Object pointing records for photos:

>> START

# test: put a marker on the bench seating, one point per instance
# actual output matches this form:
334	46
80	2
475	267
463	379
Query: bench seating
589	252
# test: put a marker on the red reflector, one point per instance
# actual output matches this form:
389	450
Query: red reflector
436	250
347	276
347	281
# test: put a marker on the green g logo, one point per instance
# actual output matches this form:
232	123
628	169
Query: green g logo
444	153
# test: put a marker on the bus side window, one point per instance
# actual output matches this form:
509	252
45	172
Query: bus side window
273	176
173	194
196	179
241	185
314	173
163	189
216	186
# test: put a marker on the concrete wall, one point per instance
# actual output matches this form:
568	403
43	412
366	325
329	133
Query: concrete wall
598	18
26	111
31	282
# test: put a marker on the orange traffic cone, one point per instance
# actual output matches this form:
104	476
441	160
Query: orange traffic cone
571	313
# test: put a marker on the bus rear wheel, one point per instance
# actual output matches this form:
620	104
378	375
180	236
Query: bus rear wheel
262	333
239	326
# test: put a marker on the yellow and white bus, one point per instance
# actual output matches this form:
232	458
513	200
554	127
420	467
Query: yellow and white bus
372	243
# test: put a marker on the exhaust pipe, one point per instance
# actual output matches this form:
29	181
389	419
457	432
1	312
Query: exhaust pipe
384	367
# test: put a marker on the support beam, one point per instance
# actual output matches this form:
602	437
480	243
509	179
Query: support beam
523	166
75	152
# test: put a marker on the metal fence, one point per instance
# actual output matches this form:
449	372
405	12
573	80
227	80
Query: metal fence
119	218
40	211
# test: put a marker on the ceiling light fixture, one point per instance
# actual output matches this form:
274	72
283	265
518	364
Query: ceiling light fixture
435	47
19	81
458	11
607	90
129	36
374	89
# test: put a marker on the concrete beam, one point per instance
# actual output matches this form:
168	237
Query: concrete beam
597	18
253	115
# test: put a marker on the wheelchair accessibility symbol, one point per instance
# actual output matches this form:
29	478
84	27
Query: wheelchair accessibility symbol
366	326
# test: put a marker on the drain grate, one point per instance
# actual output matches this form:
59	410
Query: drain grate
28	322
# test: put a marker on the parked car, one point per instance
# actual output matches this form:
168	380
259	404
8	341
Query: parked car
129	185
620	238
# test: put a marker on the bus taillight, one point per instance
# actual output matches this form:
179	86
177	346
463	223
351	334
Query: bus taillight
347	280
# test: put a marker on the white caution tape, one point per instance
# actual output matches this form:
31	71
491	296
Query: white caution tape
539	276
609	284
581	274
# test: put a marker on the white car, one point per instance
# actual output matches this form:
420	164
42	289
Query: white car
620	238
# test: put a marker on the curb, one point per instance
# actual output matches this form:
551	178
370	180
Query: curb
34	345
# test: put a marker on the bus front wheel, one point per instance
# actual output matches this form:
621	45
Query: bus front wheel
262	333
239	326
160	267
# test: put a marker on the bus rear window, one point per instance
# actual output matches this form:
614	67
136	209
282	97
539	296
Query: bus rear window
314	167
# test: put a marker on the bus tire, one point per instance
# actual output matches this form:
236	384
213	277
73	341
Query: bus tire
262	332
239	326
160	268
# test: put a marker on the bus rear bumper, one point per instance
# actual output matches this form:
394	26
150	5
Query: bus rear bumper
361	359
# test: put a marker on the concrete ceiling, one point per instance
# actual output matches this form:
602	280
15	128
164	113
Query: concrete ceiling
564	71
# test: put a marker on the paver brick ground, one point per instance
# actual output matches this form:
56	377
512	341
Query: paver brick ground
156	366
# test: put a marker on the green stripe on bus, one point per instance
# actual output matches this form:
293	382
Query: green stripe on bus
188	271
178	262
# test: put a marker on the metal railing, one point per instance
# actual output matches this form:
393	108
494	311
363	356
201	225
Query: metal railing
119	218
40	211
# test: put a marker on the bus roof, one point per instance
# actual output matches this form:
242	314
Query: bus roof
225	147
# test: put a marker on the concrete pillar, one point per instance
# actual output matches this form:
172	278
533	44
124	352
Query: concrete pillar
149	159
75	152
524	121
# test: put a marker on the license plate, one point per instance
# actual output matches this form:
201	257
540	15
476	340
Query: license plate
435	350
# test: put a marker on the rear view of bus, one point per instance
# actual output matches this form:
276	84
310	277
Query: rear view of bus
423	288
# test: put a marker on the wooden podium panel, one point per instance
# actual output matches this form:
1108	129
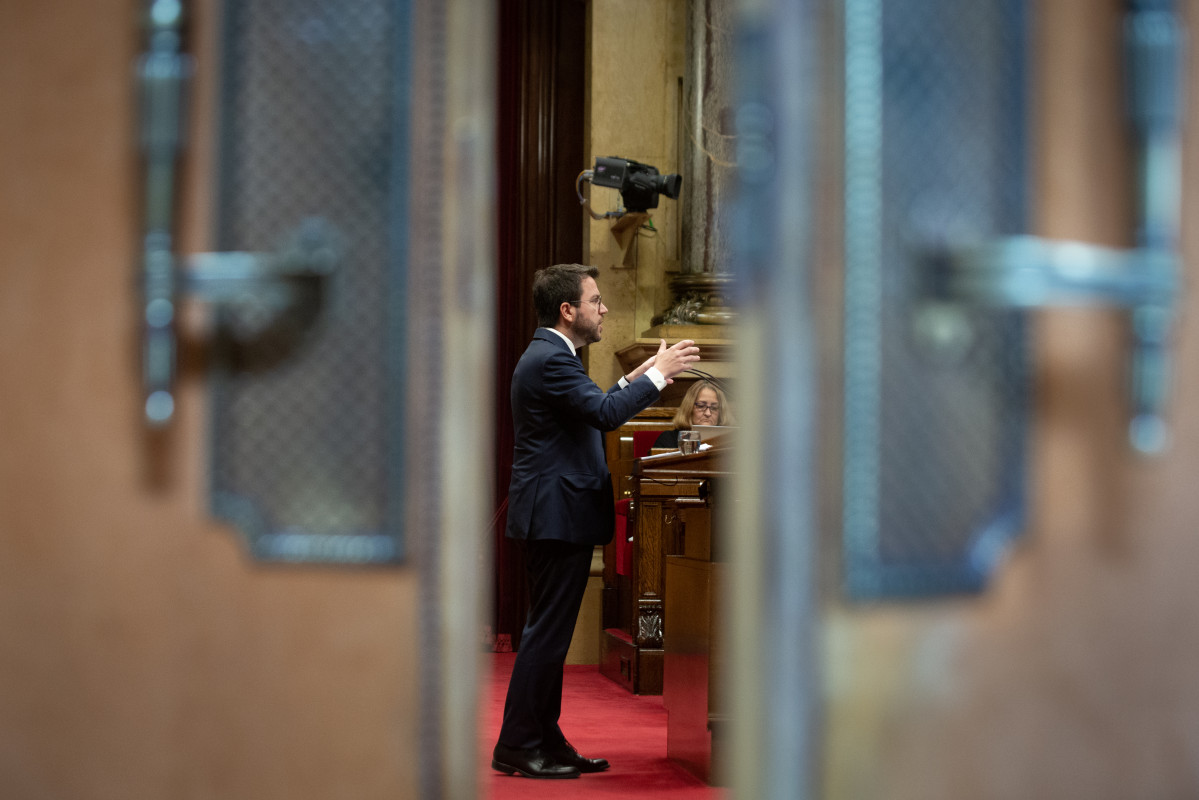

>> END

Your task: Copy the entries from the line containing "# test: put a marker on the concrete pillar, one" through the end of the entries, substituting "number plate" for every "license plate" and keeping everything else unchanged. Omit the pictures.

Answer to this task:
# test: put a marker on the concrete pillar, one point per instance
# actual output matches this form:
172	278
533	44
124	352
Query: concrete pillar
149	159
75	152
524	121
# test: put a marker on the number plate, one point per instance
# actual output matches this form:
201	257
540	15
476	340
Query: number plate
435	350
# test: put a marker on the rear view of bus, one point per instance
# actual output matches this form:
276	84
310	277
Query: rear view of bus
423	288
# test: put a marker on the wooden podium panel, one point per instance
# actual output matches this form:
1108	129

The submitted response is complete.